Records for processing:
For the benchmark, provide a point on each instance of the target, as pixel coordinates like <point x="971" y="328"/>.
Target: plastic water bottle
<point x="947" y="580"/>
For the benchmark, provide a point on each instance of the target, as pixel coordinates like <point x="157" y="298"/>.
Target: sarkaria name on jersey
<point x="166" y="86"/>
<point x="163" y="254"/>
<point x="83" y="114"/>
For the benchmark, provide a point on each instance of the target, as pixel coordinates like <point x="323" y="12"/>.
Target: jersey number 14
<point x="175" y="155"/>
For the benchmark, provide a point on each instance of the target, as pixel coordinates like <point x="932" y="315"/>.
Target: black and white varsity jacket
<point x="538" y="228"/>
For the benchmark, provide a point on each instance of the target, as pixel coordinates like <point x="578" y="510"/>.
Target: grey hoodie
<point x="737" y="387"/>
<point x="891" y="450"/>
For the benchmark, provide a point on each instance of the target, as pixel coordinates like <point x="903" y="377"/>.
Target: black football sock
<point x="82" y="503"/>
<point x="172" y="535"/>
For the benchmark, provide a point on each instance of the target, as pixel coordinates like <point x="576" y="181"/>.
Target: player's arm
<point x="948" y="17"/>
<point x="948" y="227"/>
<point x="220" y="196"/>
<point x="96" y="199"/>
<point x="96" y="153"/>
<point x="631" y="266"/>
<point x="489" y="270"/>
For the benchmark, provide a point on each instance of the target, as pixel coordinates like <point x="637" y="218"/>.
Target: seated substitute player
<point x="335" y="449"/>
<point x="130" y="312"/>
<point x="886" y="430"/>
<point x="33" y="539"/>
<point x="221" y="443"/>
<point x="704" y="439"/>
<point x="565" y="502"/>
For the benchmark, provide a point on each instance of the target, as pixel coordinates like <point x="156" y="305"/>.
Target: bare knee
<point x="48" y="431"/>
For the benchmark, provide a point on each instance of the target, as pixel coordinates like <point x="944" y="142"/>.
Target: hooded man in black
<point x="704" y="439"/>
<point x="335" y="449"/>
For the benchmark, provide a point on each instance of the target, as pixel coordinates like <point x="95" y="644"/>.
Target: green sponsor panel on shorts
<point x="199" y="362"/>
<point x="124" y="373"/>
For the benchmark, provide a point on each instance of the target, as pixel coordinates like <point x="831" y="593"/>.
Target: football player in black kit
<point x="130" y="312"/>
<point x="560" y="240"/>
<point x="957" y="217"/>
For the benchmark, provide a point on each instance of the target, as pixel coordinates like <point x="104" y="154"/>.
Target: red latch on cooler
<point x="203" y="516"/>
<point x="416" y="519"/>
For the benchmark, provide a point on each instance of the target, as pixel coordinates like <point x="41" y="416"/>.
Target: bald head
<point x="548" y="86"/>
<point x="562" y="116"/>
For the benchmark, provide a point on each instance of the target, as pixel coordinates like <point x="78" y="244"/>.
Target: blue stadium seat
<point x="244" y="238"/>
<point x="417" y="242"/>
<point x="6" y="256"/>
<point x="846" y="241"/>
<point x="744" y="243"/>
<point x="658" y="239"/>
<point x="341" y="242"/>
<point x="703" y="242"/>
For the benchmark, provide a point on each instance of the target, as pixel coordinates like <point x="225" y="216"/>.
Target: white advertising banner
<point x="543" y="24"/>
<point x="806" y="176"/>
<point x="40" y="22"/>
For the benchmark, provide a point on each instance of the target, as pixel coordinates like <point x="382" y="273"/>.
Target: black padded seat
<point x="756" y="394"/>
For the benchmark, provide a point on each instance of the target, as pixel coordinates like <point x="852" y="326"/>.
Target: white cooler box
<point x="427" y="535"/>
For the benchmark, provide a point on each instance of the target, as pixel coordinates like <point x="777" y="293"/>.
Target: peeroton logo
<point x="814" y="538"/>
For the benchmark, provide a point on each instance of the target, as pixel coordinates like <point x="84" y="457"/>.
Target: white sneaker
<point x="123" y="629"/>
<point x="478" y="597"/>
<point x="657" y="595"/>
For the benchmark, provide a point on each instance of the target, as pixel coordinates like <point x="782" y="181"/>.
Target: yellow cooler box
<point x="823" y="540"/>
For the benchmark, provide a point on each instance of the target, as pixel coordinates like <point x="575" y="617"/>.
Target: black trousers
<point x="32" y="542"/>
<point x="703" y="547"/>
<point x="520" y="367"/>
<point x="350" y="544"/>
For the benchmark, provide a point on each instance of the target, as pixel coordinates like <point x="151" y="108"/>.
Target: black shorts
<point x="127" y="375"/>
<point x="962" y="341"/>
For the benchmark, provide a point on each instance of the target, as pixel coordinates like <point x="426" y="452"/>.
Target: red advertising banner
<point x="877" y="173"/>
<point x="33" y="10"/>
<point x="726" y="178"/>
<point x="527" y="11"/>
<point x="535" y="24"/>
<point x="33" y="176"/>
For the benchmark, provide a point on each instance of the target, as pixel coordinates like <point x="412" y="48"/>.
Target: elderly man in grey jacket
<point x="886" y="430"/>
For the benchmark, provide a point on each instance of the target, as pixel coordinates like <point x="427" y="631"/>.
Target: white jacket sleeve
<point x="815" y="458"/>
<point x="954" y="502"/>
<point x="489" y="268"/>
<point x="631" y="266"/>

What to produce:
Count the lines in the items above that contain the string "cooler", where case counts. Reply with the number only.

Solution to this problem:
3